═════ RECORDS SUPPLIED

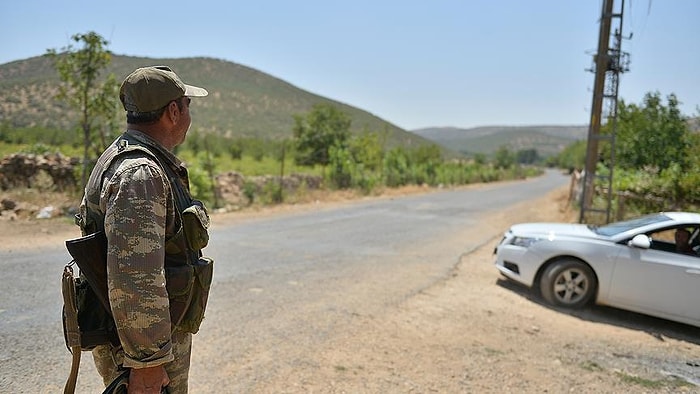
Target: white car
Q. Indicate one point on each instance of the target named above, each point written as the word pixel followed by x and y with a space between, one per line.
pixel 634 264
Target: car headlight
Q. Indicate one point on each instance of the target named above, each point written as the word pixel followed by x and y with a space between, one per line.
pixel 524 242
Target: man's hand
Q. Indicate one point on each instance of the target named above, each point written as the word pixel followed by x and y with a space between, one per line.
pixel 147 380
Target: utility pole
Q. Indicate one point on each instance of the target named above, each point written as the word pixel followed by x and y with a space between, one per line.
pixel 608 64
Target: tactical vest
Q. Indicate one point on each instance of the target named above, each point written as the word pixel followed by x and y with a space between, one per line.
pixel 188 274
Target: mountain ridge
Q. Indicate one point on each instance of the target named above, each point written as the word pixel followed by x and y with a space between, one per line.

══════════

### [TASK DETAILS]
Quote the listing above verbatim, but leave out the pictures.

### [FINAL RESULT]
Target: white car
Q. Indicate one point on each instance of the target named above, each point written as the word pixel followed by x and y with a space between, one per line.
pixel 634 264
Target: car headlight
Q. Indicate one point on each instance of the target named above, each point written as the word pixel followed by x and y with a space between, one per line.
pixel 524 242
Target: man's hand
Q. Indicate one point on each instance of the target named above, each point written as the word pixel followed by x and y with a space between, one per line.
pixel 147 380
Target: utility pole
Q. Indicate one point on each instance of the target named above, each point written as the word pixel followed by x and y with a space between, one per line.
pixel 608 64
Target: tactical vest
Q. Indicate one point on each instance of the target named above, each point written as the word pixel followed by x and y with a space between, one per line.
pixel 188 274
Target: mountain ridge
Q. Indicate one point on each instance of the target named above, each point written as the word pixel followed by x and y with a space between, one per line.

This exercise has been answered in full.